*THE PROBLEM*. Reproduce the listing below, starting at the line that contains "formatted like [513,149]." and ending at the line that contains "Target: girl's arm", with both of those lines included and the requests kept. Add -124 to every coordinate number in the answers, but leave the numbers in the requests unchanged.

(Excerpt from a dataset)
☆ ☆ ☆ ☆ ☆ ☆ ☆

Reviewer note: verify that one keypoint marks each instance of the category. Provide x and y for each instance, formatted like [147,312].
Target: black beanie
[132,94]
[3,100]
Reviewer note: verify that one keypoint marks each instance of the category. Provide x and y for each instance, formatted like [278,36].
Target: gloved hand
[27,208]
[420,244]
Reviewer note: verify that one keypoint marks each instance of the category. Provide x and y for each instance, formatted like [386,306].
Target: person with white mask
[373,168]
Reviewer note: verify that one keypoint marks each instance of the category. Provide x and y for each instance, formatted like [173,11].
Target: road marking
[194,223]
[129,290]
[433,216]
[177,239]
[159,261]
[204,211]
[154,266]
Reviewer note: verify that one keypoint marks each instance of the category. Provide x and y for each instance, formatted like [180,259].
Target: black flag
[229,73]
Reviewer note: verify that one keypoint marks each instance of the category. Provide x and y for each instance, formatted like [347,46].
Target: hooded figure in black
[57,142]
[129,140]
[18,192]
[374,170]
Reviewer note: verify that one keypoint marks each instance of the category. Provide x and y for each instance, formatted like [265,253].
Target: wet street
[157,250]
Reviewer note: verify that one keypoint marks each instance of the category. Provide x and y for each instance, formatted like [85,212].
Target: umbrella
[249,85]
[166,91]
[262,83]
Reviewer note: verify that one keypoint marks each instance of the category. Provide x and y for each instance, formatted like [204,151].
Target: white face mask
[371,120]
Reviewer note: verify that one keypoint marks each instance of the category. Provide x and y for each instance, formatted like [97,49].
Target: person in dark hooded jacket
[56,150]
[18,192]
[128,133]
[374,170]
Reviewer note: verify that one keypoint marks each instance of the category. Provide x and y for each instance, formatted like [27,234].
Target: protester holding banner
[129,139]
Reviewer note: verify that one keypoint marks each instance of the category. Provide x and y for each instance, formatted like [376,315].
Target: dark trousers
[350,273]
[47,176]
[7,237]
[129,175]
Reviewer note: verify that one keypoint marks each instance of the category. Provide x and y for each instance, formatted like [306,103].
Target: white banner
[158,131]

☆ ☆ ☆ ☆ ☆ ☆ ☆

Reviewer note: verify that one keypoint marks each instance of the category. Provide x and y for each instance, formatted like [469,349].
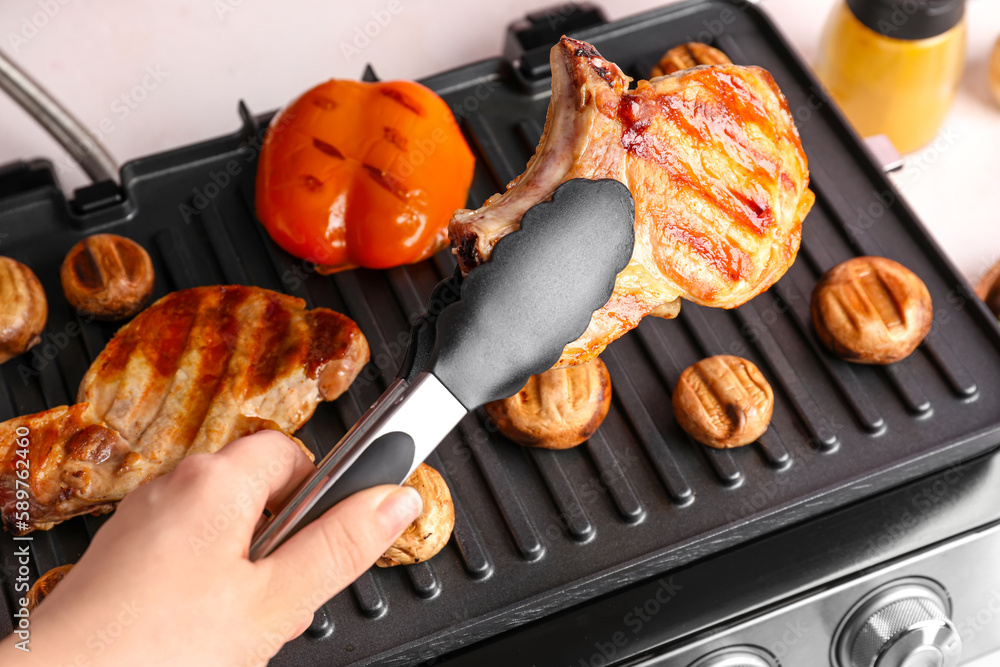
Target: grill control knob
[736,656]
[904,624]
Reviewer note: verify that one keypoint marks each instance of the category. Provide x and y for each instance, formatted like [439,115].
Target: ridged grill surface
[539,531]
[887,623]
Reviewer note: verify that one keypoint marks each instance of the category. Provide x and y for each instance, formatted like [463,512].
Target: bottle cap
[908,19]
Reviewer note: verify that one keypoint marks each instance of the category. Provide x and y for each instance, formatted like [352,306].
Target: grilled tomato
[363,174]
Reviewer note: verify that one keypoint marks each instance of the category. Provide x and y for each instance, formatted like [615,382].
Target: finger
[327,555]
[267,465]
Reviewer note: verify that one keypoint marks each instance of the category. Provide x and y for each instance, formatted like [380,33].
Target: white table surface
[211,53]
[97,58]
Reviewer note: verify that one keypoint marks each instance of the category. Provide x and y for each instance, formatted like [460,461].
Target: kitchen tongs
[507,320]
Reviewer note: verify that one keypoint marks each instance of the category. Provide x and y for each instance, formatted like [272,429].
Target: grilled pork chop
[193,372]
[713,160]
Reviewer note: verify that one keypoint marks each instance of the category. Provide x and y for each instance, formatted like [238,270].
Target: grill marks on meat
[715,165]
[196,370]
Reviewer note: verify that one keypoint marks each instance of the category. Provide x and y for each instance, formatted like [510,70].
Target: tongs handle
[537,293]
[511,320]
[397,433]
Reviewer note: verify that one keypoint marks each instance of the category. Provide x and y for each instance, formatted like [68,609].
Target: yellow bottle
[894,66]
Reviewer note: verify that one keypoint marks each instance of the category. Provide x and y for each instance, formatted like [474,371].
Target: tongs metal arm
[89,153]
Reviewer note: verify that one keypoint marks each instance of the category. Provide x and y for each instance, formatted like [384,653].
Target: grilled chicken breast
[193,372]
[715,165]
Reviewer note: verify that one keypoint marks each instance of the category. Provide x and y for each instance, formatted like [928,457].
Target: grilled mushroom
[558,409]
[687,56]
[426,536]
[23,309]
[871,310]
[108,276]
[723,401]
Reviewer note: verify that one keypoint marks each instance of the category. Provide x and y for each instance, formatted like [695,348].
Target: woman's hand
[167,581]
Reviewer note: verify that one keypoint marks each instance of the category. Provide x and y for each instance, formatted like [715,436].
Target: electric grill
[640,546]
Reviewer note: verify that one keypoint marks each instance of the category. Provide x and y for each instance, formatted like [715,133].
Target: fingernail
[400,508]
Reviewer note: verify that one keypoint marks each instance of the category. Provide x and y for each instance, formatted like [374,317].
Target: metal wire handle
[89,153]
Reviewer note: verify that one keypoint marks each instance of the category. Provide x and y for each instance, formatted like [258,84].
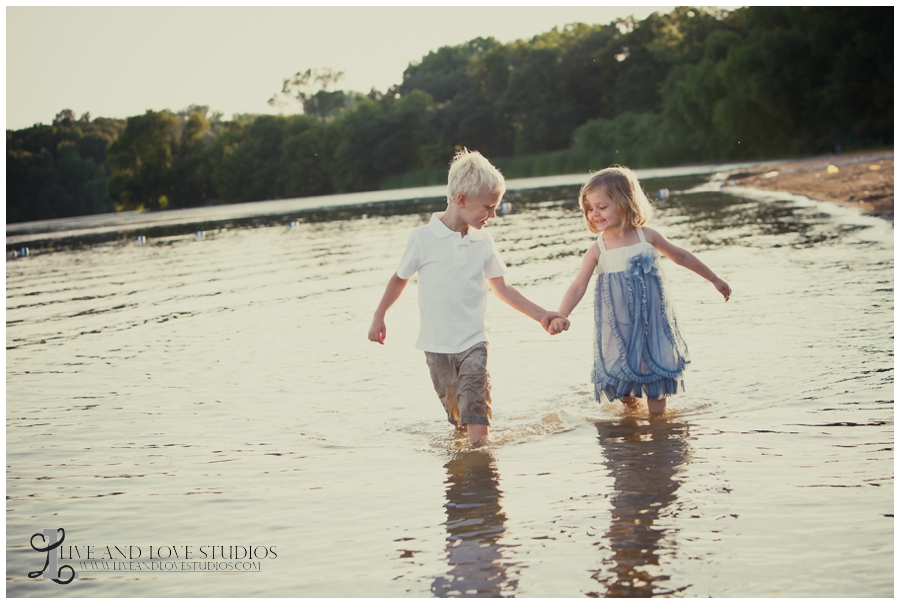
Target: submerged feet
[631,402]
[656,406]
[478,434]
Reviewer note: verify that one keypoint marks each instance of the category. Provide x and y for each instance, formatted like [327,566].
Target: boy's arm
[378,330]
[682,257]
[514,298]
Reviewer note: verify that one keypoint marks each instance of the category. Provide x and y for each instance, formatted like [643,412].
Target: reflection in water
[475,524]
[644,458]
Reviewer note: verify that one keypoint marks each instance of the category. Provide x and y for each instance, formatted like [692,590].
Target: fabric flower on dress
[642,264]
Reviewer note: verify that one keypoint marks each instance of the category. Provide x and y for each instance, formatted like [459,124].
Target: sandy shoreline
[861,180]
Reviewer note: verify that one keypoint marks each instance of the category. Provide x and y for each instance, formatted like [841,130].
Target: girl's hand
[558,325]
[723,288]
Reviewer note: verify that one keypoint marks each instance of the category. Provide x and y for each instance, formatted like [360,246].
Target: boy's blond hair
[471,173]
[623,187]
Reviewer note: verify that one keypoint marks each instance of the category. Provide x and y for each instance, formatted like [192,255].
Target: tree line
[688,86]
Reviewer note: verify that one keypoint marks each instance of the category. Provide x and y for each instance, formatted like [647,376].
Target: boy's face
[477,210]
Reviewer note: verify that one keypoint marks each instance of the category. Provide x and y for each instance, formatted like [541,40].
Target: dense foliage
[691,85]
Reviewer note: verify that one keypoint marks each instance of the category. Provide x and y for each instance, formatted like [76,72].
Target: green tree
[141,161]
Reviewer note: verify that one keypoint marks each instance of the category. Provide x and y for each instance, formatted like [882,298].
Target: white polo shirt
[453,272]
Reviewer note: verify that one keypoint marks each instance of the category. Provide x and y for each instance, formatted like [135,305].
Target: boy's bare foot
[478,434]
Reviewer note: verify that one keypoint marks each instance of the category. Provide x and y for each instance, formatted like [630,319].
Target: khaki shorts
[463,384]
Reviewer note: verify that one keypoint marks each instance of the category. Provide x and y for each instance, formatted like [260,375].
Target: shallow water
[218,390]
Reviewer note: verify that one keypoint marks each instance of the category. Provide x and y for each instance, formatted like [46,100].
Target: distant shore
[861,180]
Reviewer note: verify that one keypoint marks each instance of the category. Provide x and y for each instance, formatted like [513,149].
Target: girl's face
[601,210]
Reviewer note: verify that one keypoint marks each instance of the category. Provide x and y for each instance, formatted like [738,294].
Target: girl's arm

☆ ☆ ☆ ☆ ☆ ☆ ☆

*CORRECT OUTPUT*.
Reviewer note: verify that one keypoint marks each instance of the category. Provide x and y for each instance, formatted like [513,149].
Target: girl's face
[477,86]
Reviewer note: verify that one keypoint marks each instance of the category. Provide x and y for each instance, formatted like [738,294].
Target: girl's arm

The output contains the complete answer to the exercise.